Return every line of the material below that contains the word "child". Treat uppercase and lowercase letters as different.

··· The input ···

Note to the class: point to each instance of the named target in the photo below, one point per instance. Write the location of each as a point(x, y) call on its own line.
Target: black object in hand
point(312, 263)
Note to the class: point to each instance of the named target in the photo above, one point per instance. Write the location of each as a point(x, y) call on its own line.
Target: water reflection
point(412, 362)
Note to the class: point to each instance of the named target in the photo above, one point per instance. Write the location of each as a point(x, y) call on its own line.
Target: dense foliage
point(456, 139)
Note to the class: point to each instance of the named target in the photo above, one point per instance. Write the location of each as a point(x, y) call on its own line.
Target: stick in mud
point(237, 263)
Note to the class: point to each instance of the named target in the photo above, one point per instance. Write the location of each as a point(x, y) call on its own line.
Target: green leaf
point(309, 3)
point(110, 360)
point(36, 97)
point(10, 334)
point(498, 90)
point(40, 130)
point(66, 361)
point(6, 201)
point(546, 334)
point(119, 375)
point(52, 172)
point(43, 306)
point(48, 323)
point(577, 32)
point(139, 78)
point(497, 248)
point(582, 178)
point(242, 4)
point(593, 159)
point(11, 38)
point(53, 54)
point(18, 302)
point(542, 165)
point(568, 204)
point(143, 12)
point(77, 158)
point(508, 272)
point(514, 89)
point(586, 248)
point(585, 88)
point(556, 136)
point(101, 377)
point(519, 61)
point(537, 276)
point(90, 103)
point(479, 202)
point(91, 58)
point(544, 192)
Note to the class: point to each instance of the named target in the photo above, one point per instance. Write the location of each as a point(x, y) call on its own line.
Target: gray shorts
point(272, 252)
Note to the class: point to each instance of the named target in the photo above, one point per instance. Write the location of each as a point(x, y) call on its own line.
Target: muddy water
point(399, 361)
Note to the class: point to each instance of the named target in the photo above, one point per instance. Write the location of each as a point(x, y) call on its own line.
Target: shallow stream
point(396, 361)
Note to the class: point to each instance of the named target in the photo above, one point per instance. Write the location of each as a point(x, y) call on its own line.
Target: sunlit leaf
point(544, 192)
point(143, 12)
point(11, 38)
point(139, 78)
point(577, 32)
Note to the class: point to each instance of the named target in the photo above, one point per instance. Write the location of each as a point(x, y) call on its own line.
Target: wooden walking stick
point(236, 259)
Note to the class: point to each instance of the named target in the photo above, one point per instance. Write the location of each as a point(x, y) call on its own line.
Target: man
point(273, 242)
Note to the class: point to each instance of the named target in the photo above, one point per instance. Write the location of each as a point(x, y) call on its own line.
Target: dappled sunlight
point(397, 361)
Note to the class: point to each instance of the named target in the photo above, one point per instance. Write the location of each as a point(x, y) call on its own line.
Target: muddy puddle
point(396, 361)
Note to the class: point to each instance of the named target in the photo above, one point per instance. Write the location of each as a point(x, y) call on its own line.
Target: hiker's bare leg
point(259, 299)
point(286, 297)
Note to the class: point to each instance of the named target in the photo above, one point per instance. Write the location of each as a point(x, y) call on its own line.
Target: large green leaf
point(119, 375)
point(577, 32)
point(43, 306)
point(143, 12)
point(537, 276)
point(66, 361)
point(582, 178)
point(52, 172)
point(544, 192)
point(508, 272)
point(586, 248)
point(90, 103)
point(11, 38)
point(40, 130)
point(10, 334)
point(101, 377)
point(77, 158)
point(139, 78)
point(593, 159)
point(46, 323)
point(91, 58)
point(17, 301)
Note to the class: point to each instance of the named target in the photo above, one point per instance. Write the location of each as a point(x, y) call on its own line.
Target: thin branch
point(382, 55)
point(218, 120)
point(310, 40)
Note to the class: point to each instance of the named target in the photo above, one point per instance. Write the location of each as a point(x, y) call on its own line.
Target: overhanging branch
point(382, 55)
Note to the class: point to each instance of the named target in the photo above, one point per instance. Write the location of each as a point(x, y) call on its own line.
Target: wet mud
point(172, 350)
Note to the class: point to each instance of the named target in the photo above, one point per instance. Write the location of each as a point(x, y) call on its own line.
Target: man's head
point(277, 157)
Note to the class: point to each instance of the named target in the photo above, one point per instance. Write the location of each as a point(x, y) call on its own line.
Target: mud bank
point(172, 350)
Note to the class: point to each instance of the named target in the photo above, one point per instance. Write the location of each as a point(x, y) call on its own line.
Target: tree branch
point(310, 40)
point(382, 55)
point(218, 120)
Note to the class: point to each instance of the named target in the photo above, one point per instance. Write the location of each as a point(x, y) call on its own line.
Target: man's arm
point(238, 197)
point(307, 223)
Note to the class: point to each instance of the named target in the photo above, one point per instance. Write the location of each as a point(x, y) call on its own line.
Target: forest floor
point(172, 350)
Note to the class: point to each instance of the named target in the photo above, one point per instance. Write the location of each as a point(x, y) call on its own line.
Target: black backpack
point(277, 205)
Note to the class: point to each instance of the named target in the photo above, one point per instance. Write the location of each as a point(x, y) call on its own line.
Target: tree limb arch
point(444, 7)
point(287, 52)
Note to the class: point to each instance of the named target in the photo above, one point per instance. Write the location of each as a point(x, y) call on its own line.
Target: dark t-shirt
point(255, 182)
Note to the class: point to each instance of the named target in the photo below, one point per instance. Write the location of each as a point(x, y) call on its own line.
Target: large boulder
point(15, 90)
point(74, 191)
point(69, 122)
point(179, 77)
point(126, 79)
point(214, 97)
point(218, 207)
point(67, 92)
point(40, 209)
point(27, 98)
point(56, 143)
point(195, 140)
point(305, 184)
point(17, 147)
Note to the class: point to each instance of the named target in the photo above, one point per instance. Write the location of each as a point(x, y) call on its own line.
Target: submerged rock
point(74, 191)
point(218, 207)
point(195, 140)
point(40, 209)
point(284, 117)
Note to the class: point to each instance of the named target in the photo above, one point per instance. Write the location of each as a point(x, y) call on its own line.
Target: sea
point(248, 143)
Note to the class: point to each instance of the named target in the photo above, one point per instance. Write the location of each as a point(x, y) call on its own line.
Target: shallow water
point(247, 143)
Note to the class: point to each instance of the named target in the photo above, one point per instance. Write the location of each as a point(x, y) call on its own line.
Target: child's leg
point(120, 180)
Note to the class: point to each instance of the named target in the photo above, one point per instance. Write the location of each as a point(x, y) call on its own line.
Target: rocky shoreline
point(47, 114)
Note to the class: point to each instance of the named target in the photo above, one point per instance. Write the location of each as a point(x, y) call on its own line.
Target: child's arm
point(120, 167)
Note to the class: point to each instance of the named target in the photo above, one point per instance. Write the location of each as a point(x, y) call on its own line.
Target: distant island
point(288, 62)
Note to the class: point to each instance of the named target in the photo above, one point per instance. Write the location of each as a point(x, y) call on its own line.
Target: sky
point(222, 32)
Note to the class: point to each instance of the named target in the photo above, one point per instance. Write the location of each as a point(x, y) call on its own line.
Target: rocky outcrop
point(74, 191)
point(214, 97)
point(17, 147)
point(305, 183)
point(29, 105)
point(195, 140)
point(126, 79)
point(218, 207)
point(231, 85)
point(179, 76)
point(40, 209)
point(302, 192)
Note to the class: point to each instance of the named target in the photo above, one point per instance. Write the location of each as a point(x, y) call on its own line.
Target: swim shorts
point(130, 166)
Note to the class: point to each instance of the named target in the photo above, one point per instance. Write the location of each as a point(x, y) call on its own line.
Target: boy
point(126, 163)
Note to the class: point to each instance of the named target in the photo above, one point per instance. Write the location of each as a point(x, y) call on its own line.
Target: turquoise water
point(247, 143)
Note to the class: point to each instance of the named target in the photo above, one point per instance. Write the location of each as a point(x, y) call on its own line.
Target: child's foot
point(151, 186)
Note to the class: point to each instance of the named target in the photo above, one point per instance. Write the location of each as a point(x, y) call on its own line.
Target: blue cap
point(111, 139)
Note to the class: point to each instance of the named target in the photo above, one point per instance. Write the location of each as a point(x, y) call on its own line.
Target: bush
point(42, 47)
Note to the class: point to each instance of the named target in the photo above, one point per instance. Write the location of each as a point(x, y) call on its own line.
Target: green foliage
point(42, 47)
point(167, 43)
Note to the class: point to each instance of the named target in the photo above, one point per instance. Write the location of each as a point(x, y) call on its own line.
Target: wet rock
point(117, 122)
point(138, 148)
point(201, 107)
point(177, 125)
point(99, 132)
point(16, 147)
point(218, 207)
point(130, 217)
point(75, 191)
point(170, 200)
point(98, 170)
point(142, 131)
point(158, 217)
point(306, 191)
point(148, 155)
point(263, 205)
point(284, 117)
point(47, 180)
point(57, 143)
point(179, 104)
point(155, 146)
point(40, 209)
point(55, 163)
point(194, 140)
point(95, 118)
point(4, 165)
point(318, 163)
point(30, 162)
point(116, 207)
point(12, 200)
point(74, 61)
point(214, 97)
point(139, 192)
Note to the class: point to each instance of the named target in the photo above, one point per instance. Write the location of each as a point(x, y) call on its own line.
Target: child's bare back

···

Complete response =
Target: child's leg
Target: child's arm
Target: child's foot
Target: child's bare back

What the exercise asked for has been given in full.